__What is needed__: Set every entry down again, unchanged, picture-free.

------------------------

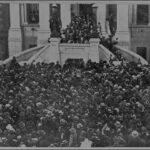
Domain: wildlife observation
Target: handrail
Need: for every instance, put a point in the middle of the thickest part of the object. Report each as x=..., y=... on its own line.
x=24, y=55
x=37, y=55
x=105, y=53
x=131, y=56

------------------------

__Answer to this problem__:
Domain: wildlife observation
Target: handrail
Need: for every instance, put a point in the middle of the thickest part of the object. Report each as x=..., y=... on its own line.
x=24, y=55
x=37, y=55
x=105, y=53
x=131, y=56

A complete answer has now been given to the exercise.